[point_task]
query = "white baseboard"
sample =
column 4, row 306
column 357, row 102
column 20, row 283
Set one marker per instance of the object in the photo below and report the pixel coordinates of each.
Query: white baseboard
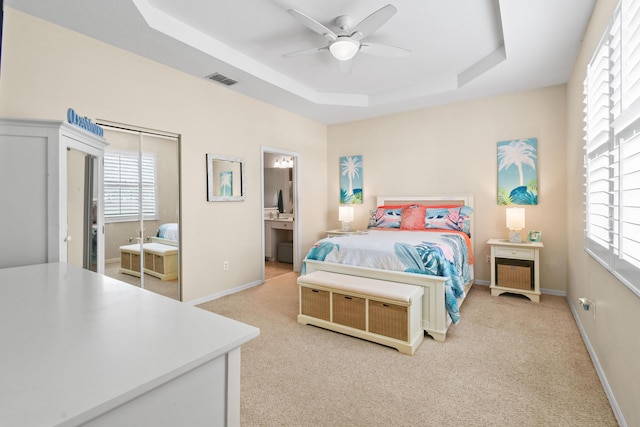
column 603, row 378
column 224, row 293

ACTION ITEM -> If pictures appear among the records, do not carry them over; retype the rest exactly.

ANSWER FOR THIS EXERCISE ->
[point_task]
query = "white baseboard"
sample =
column 4, row 306
column 357, row 102
column 20, row 283
Set one marker per instance of the object in the photo below and report the pixel coordinates of each.
Query: white baseboard
column 603, row 378
column 224, row 293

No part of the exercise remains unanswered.